- **Work to do**
Rewrite every line of the entries from the one containing "Which element in the image above is the light" through the one containing "xmin=0 ymin=102 xmax=179 ymax=273", both ends included, keeping the wording unchanged but raising each bounding-box coordinate by 14. Leave out the pictures.

- **Data excerpts**

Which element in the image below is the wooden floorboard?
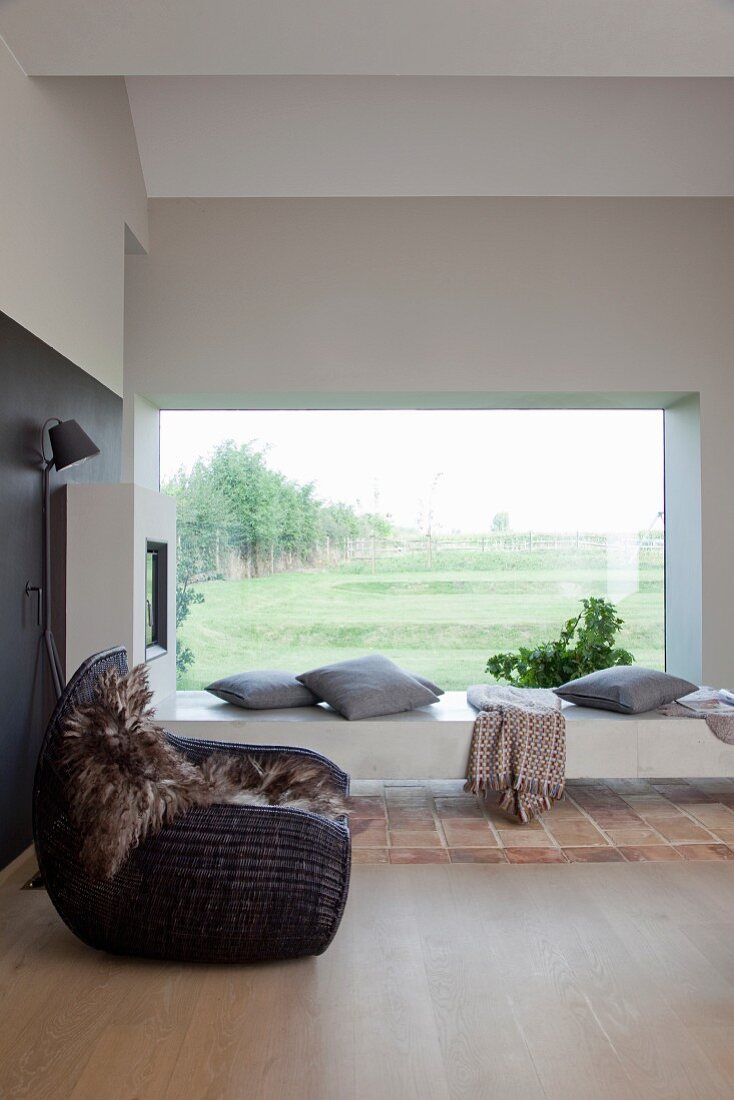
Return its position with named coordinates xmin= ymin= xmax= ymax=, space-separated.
xmin=0 ymin=861 xmax=734 ymax=1100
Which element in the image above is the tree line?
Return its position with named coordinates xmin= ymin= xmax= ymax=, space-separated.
xmin=163 ymin=440 xmax=392 ymax=581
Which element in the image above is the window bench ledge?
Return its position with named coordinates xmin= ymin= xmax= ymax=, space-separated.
xmin=156 ymin=692 xmax=734 ymax=779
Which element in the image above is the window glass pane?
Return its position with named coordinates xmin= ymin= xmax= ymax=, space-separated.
xmin=145 ymin=550 xmax=158 ymax=646
xmin=161 ymin=410 xmax=665 ymax=690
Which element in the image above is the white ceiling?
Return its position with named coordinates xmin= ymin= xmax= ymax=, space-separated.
xmin=128 ymin=77 xmax=734 ymax=198
xmin=5 ymin=0 xmax=734 ymax=198
xmin=0 ymin=0 xmax=734 ymax=76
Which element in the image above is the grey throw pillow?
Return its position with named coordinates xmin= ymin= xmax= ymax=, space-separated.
xmin=296 ymin=653 xmax=438 ymax=721
xmin=207 ymin=669 xmax=318 ymax=711
xmin=554 ymin=664 xmax=698 ymax=714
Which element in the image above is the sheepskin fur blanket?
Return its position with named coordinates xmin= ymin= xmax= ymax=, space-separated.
xmin=59 ymin=664 xmax=348 ymax=879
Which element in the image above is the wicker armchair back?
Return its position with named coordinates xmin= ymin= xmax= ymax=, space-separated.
xmin=33 ymin=647 xmax=351 ymax=963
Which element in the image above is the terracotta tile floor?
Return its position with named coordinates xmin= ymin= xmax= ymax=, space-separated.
xmin=351 ymin=779 xmax=734 ymax=864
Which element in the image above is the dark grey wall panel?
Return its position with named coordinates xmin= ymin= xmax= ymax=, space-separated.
xmin=0 ymin=314 xmax=122 ymax=867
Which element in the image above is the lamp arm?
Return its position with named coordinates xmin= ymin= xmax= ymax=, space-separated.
xmin=41 ymin=416 xmax=62 ymax=469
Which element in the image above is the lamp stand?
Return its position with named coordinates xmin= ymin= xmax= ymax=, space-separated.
xmin=40 ymin=458 xmax=65 ymax=699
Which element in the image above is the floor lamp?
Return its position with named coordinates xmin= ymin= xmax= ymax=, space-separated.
xmin=25 ymin=417 xmax=99 ymax=699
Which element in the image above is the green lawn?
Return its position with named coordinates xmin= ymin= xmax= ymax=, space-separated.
xmin=178 ymin=550 xmax=665 ymax=690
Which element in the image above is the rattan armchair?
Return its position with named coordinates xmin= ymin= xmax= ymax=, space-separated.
xmin=33 ymin=647 xmax=351 ymax=963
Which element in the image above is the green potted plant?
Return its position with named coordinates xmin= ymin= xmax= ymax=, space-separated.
xmin=486 ymin=596 xmax=634 ymax=688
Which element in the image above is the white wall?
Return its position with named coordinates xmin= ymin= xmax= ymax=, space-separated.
xmin=125 ymin=198 xmax=734 ymax=682
xmin=0 ymin=40 xmax=147 ymax=394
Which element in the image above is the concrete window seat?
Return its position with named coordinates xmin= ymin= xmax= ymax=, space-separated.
xmin=157 ymin=692 xmax=734 ymax=779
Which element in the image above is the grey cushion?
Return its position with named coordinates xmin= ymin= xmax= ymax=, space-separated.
xmin=296 ymin=653 xmax=438 ymax=721
xmin=207 ymin=669 xmax=318 ymax=711
xmin=554 ymin=664 xmax=697 ymax=714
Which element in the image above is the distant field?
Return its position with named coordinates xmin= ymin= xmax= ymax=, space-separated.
xmin=178 ymin=550 xmax=665 ymax=690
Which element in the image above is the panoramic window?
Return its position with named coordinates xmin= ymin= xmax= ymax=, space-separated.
xmin=161 ymin=409 xmax=665 ymax=690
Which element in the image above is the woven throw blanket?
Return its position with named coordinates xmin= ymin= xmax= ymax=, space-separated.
xmin=465 ymin=684 xmax=566 ymax=823
xmin=659 ymin=703 xmax=734 ymax=745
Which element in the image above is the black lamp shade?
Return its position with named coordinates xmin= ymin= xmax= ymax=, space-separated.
xmin=48 ymin=420 xmax=99 ymax=470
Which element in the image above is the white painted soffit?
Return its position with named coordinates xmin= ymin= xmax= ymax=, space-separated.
xmin=128 ymin=77 xmax=734 ymax=198
xmin=0 ymin=0 xmax=734 ymax=76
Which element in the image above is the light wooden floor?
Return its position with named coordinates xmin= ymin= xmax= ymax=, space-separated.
xmin=0 ymin=849 xmax=734 ymax=1100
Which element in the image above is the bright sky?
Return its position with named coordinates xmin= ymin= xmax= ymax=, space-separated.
xmin=161 ymin=409 xmax=664 ymax=534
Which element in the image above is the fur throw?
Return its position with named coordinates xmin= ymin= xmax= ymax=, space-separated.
xmin=61 ymin=664 xmax=348 ymax=879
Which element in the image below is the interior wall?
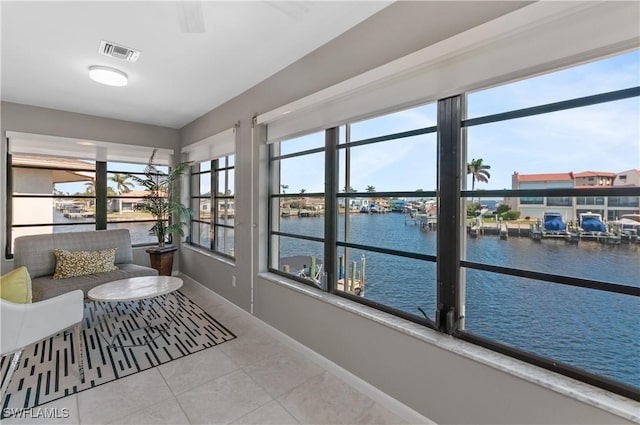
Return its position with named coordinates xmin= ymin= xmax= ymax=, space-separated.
xmin=180 ymin=2 xmax=636 ymax=424
xmin=0 ymin=102 xmax=179 ymax=273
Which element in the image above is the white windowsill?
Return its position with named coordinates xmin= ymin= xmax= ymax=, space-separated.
xmin=180 ymin=243 xmax=236 ymax=267
xmin=258 ymin=272 xmax=640 ymax=422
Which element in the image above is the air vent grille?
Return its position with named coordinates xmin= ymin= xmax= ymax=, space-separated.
xmin=99 ymin=40 xmax=140 ymax=62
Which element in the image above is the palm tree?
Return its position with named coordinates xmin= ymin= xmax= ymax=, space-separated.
xmin=467 ymin=158 xmax=491 ymax=203
xmin=84 ymin=180 xmax=96 ymax=195
xmin=109 ymin=174 xmax=133 ymax=195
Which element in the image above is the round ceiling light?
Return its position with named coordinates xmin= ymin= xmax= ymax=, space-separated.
xmin=89 ymin=65 xmax=127 ymax=86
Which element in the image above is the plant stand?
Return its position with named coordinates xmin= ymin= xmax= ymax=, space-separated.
xmin=146 ymin=245 xmax=178 ymax=276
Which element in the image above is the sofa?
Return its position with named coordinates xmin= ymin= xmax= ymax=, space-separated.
xmin=14 ymin=229 xmax=158 ymax=302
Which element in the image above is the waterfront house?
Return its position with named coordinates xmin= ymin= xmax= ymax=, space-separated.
xmin=506 ymin=170 xmax=640 ymax=222
xmin=0 ymin=1 xmax=640 ymax=424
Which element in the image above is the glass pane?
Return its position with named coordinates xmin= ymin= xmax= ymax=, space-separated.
xmin=468 ymin=50 xmax=640 ymax=118
xmin=215 ymin=227 xmax=235 ymax=257
xmin=107 ymin=197 xmax=153 ymax=221
xmin=191 ymin=198 xmax=211 ymax=221
xmin=54 ymin=177 xmax=96 ymax=196
xmin=280 ymin=131 xmax=325 ymax=155
xmin=466 ymin=198 xmax=640 ymax=286
xmin=270 ymin=235 xmax=325 ymax=288
xmin=274 ymin=152 xmax=324 ymax=194
xmin=217 ymin=169 xmax=235 ymax=195
xmin=338 ymin=134 xmax=437 ymax=193
xmin=107 ymin=221 xmax=158 ymax=245
xmin=191 ymin=221 xmax=211 ymax=249
xmin=348 ymin=103 xmax=438 ymax=143
xmin=465 ymin=268 xmax=640 ymax=387
xmin=467 ymin=98 xmax=640 ymax=190
xmin=273 ymin=196 xmax=324 ymax=238
xmin=216 ymin=199 xmax=236 ymax=226
xmin=338 ymin=247 xmax=437 ymax=320
xmin=338 ymin=198 xmax=437 ymax=255
xmin=12 ymin=198 xmax=95 ymax=227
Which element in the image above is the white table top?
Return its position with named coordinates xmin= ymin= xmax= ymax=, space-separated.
xmin=87 ymin=276 xmax=182 ymax=302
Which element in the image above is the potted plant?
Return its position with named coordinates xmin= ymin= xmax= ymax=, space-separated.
xmin=128 ymin=149 xmax=193 ymax=276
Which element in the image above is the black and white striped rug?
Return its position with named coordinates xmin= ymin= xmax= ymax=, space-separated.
xmin=0 ymin=291 xmax=236 ymax=415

- **Solution to the problem**
Which element in the image above is the light wooden floor?
Return its position with named coordinates xmin= ymin= xmax= ymax=, space-separated.
xmin=14 ymin=863 xmax=748 ymax=1114
Which element in the image above is the bright sky?
Return its position with named coordinates xmin= ymin= xmax= ymax=, space-separated.
xmin=175 ymin=423 xmax=678 ymax=548
Which element in the image above is the fur throw?
Return its position with named coordinates xmin= ymin= xmax= ymax=, space-separated.
xmin=75 ymin=678 xmax=362 ymax=893
Which element in the image below is the interior wall?
Return its position with named coordinates xmin= ymin= xmax= ymax=, space-separated.
xmin=194 ymin=16 xmax=650 ymax=438
xmin=14 ymin=116 xmax=193 ymax=287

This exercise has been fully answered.